CONSIGNE 1 >>
Recopiez le passage de l'extrait ci-dessous qui va de "L’incendie de l’usine" à "une grande discrétion.".
CONSIGNE 2 >>
D'après l'extrait ci-dessous, en quelle année l'homme décrit vint-il s'installer près de la maison Sainte-Thérèse ?
CONSIGNE 3 >>
Selon l'extrait ci-dessous, de quoi était faite la douce humilité de l'homme décrit ? Donnez tout ce qui est nommé.

EXTRAIT CHOISI >>

Son caractère fort était largement atténué par une douce humilité faite d’affection, de reconnaissance, d’estime des autres, qui le rendaient si attachant.
Avec de telles qualités, il allait de soi que la Sainte Vierge lui ferait prendre « le chemin de Jérusalem » sur les traces du Divin Maître, celui du dépouillement, des humiliations et de la croix.
L’incendie de l’usine qu’il dirigeait, puis son dévouement auprès de ses parents âgés l’obligèrent à abandonner son train de vie d’antan. Après leur décès, il aida au développement de l’entreprise d’un bon ami phalangiste, mais le diabète le frappa et le contraint finalement à quitter son emploi avant l’âge de la retraite. Il connut alors la vraie pauvreté et vint s’installer en 2007 près de notre maison Sainte-Thérèse, partageant en partie notre vie de communauté, tout en respectant une grande discrétion.

DONNÉES FOURNIES >>
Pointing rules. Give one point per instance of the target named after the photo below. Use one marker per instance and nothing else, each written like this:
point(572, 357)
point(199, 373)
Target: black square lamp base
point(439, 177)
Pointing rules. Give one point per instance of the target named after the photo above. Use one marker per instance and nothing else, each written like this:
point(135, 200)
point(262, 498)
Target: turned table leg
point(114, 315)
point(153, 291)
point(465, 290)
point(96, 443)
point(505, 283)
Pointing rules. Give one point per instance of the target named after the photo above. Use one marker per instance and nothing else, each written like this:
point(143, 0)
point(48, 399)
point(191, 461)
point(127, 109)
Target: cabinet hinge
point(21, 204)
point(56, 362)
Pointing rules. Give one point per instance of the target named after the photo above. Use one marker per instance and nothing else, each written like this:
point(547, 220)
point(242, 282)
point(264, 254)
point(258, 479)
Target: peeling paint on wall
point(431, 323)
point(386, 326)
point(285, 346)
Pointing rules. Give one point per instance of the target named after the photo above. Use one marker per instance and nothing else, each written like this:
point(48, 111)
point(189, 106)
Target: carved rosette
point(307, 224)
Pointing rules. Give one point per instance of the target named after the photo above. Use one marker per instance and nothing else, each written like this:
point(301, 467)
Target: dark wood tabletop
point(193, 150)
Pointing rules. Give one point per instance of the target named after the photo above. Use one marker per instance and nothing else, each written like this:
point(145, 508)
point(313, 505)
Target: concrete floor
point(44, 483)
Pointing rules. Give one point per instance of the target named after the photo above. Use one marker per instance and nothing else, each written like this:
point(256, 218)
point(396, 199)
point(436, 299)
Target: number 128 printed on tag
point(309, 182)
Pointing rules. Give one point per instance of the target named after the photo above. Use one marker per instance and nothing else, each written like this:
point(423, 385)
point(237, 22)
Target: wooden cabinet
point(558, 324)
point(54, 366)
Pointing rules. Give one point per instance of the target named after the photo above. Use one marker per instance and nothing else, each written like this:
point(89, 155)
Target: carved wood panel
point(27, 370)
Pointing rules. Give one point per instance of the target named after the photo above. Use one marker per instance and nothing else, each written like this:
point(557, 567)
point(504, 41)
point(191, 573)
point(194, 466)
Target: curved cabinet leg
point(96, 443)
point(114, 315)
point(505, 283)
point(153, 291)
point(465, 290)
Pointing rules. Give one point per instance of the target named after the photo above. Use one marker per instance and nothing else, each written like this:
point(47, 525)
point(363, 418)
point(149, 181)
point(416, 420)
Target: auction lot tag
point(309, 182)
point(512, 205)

RÉPONSE 1 >>
L’incendie de l’usine qu’il dirigeait, puis son dévouement auprès de ses parents âgés l’obligèrent à abandonner son train de vie d’antan. Après leur décès, il aida au développement de l’entreprise d’un bon ami phalangiste, mais le diabète le frappa et le contraint finalement à quitter son emploi avant l’âge de la retraite. Il connut alors la vraie pauvreté et vint s’installer en 2007 près de notre maison Sainte-Thérèse, partageant en partie notre vie de communauté, tout en respectant une grande discrétion.

RÉPONSE 2 >>
En 2007.

RÉPONSE 3 >>
- d'affection
- de reconnaissance
- d'estime des autres